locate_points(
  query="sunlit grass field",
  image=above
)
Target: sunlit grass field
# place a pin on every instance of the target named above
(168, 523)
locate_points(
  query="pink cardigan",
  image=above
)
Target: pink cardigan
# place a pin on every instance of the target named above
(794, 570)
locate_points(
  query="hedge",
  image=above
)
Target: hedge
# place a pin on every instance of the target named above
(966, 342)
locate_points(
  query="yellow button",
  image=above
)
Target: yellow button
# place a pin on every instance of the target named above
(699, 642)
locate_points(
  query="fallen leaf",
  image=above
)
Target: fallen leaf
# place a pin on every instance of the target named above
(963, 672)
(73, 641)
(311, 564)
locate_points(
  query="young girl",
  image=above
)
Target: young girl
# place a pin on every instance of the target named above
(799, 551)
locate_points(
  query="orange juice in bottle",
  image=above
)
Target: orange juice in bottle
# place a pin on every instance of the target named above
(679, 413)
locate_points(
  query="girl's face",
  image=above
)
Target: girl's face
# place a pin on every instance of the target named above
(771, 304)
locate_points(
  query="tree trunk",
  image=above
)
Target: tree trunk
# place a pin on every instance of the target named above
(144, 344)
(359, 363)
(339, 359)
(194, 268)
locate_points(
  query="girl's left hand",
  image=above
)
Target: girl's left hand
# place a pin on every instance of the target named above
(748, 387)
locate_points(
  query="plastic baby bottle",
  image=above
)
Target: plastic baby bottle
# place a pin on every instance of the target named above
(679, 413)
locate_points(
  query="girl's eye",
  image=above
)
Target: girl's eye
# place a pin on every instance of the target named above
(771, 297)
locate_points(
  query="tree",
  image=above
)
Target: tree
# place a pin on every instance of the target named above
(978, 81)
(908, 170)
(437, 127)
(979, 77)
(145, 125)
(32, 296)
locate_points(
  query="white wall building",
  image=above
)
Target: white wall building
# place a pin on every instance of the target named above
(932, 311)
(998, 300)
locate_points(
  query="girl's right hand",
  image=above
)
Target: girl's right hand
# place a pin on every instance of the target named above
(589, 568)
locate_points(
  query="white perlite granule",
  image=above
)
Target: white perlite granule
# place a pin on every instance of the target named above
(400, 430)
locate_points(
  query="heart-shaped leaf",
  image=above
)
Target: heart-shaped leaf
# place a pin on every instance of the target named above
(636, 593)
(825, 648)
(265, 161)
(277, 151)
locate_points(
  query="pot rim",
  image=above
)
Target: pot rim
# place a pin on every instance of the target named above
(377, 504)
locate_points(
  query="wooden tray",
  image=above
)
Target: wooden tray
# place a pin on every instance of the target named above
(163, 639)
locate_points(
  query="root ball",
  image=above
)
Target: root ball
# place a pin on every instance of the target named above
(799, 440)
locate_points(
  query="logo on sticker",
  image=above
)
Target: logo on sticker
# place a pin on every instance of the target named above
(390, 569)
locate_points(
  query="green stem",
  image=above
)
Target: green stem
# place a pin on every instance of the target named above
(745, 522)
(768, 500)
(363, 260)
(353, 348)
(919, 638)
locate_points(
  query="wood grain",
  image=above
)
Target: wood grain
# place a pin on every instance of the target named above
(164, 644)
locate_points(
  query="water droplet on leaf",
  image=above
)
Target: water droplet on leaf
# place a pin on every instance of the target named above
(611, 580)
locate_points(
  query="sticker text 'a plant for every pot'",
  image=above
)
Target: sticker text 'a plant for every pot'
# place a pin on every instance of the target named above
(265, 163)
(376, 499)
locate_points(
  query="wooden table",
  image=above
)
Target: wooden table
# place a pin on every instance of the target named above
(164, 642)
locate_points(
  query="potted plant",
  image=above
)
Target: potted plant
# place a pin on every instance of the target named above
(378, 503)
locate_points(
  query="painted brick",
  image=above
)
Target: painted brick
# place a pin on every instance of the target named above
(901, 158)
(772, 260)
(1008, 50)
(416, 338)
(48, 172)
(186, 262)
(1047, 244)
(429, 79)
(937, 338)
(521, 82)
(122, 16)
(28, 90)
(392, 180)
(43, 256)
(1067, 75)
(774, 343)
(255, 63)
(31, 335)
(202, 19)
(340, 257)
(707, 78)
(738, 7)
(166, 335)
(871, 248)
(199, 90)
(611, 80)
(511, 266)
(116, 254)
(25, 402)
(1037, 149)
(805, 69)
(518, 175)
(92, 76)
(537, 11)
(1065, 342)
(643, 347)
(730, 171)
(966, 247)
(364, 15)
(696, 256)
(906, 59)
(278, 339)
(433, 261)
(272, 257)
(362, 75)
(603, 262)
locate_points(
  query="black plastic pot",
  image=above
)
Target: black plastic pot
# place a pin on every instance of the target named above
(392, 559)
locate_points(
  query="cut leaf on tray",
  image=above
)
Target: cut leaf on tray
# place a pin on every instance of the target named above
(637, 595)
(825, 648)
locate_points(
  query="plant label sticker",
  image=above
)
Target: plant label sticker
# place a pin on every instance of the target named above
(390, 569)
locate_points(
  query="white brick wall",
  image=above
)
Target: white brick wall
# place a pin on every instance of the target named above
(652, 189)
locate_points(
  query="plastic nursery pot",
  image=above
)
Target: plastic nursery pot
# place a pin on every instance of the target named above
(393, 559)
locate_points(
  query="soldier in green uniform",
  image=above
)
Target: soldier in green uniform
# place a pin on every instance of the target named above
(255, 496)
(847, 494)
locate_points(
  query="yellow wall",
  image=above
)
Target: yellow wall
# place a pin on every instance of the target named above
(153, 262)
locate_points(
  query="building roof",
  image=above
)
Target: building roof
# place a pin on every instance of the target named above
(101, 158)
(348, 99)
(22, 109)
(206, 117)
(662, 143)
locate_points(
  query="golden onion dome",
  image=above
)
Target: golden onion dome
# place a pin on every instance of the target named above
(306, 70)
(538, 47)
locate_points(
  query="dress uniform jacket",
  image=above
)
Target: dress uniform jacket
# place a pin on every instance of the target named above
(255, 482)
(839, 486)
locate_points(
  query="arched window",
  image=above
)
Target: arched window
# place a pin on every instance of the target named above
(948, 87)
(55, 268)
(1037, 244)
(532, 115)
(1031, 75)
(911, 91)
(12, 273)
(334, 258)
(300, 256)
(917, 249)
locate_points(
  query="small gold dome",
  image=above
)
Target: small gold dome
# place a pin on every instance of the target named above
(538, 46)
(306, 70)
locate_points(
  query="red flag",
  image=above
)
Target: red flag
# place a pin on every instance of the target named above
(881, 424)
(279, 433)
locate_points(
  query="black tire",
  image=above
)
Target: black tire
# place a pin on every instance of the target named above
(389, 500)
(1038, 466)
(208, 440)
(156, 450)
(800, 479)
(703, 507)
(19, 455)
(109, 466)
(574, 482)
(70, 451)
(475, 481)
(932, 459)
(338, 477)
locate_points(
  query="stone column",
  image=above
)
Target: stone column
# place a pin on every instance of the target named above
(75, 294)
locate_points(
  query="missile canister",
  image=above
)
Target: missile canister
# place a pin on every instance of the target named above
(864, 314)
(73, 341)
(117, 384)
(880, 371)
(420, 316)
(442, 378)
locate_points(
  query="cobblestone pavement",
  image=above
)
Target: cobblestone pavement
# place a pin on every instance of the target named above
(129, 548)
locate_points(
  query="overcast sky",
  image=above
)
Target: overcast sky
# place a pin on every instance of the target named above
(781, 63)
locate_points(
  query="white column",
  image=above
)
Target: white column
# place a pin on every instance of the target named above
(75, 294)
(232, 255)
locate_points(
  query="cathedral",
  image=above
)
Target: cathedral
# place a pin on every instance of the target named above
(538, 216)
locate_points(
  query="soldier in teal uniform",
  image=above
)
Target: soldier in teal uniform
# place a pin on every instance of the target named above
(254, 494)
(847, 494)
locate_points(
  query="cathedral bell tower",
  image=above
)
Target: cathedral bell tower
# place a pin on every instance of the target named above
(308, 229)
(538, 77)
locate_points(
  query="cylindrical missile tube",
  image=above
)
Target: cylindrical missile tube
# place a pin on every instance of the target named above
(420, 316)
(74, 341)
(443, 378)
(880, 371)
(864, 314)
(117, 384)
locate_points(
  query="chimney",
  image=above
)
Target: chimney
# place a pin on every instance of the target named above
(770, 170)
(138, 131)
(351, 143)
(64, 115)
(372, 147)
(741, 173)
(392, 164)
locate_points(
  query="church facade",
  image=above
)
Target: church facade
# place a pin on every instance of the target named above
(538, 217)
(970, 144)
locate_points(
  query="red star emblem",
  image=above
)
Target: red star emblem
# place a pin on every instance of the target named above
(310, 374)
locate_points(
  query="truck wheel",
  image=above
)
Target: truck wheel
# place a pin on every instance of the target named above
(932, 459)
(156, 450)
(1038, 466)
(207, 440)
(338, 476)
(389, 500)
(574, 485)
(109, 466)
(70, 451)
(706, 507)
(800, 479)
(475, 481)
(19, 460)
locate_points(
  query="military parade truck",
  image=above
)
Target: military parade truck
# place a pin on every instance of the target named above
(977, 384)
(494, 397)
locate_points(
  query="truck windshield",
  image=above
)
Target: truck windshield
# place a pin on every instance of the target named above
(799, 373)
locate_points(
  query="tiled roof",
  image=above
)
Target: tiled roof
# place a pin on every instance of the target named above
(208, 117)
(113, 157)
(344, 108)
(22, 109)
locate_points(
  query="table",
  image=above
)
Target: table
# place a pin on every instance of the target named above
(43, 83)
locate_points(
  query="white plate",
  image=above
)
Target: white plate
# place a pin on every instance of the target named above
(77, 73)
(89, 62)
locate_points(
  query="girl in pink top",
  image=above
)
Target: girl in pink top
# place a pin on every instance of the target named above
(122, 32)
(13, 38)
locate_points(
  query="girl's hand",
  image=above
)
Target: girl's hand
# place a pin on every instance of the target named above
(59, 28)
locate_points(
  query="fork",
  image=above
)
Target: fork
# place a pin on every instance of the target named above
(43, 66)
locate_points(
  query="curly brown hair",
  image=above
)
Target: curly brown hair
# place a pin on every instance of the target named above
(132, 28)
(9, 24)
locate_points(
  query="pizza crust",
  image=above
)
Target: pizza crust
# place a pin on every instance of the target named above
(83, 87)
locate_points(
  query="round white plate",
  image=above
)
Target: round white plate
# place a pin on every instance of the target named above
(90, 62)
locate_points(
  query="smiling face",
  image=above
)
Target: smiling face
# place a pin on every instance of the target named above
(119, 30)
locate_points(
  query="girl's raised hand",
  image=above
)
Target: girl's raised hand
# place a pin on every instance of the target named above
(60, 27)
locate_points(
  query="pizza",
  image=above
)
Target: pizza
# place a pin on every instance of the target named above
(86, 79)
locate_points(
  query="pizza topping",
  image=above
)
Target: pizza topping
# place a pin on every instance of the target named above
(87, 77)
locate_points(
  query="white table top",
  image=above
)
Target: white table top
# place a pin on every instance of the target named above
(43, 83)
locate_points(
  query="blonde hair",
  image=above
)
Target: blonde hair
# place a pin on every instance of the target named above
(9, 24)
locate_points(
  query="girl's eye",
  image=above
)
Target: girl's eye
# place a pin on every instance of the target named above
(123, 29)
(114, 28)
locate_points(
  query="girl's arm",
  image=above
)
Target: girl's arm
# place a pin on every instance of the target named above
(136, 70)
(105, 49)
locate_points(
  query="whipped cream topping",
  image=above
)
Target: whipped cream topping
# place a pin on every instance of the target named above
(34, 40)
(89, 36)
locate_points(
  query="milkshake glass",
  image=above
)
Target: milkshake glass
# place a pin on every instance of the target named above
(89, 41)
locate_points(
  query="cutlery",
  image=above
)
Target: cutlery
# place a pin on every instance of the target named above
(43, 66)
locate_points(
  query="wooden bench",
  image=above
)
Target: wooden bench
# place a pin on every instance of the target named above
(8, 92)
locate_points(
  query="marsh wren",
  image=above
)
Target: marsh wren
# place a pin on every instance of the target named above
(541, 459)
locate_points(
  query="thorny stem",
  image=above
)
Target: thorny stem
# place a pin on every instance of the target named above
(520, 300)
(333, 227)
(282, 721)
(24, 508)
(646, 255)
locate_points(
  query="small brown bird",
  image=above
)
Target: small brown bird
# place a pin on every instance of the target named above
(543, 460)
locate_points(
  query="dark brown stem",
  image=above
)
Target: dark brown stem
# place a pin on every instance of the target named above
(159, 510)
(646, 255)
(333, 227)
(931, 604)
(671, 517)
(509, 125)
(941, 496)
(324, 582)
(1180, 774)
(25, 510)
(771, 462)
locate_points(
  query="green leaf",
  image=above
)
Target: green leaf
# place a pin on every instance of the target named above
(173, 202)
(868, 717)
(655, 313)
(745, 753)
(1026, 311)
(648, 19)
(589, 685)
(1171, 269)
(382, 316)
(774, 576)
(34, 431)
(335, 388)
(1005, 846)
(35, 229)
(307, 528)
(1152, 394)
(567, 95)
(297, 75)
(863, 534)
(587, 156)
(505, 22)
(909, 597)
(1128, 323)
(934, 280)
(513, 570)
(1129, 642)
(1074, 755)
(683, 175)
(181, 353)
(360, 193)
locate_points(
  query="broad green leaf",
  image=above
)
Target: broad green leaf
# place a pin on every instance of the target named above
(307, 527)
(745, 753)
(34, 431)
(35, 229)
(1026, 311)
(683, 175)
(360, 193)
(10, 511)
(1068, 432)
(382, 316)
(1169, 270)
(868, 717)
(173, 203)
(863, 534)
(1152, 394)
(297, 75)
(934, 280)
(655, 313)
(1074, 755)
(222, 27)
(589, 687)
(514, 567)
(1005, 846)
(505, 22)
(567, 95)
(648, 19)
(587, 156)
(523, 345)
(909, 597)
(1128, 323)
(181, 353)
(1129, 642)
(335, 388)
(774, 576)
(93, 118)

+++++

Stated goal
Report each line of the data above that contains the string "onion". Matching is case-sensitive.

Right answer
  query="golden onion dome",
Target: golden onion dome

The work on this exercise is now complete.